Murder and Mayhem hitched a ride with some Military personnel and Contractors returning home to the US from Afghanistan and Iraq only to land right smack into families, homes, and communities on domestic soil.
Not only is Domestic Violence (DV) itself a major problem in families and communities, it is in fact, a major public health issue that is at epidemic proportions and is costing Billions of dollars and numerous lives. Currently, so is the intersection of DV with returning military personnel and contracting affiliates.
A critical factor in both areas (DV and DV in Military families) is the issue of Mental Health that seems to be wedded to both areas... We have to talk about this!
I recently conducted a brief search on DV and the Military to see what was out there. I found multiple documents on Task Forces established, Joint Meetings conducted and groups who gathered and publications prepared that outline policies, recommendations, practice and collaborations between civilian domestic abuse victim groups and military personnel. Obviously people know this is a problem. What is confusing (to me anyway) is why this information was not widely shared or a push for dissemination of this information has not yet filtered down to front-line advocates, police and criminal justice personnel in cities who are daily faced with the carnage and aftermath of domestic violence homicides or near fatal homicides involving military or affiliate personnel.

+===+

▶ List of tasks
• a. In the text on domestic violence and returning military personnel, what issue is named as a critical factor in both areas?
• b. Print everything in the domestic violence text from "A critical factor" down to "talk about this!".

+===+

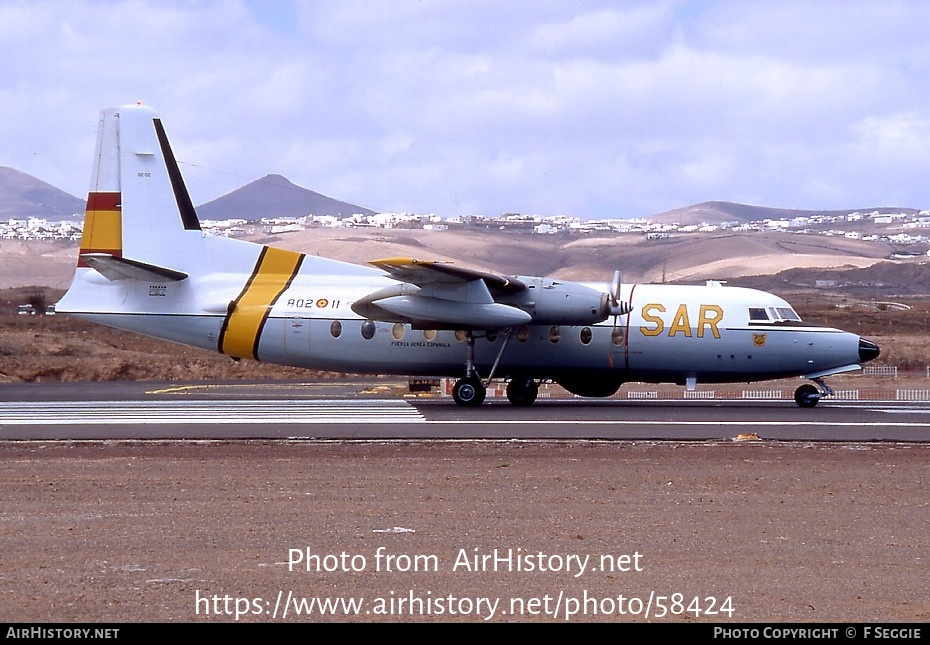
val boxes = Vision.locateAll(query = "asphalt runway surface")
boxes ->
[0,382,930,620]
[0,381,930,442]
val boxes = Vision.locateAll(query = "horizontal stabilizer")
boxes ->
[80,253,187,282]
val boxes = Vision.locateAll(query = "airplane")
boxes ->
[56,104,880,408]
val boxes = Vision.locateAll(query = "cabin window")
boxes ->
[578,327,593,345]
[778,307,801,321]
[610,327,624,347]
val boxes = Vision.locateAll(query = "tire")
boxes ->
[794,383,821,408]
[452,377,487,407]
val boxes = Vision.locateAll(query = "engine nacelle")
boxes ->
[497,276,610,325]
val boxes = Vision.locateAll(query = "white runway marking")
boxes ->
[0,400,425,426]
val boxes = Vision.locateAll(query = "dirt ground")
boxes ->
[0,442,930,623]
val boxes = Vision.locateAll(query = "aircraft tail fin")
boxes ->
[78,105,201,275]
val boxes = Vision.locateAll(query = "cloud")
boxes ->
[0,0,930,217]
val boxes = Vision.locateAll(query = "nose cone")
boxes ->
[859,338,882,363]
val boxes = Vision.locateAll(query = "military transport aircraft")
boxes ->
[56,104,879,407]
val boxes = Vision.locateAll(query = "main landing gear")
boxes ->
[794,378,833,408]
[452,328,539,407]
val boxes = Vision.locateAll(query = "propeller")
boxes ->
[607,271,633,316]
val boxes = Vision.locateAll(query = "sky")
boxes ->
[0,0,930,219]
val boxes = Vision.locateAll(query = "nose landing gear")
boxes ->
[794,378,833,408]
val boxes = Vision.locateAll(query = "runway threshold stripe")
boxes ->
[0,400,425,426]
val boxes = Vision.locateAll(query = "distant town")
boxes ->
[0,210,930,252]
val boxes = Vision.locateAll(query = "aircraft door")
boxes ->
[284,314,310,356]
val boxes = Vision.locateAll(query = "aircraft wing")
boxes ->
[370,258,526,293]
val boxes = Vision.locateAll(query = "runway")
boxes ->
[0,380,930,442]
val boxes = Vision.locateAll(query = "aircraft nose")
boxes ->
[859,338,882,363]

+===+

▶ Task-by-task outputs
• a. Mental health.

• b.
A critical factor in both areas (DV and DV in Military families) is the issue of Mental Health that seems to be wedded to both areas... We have to talk about this!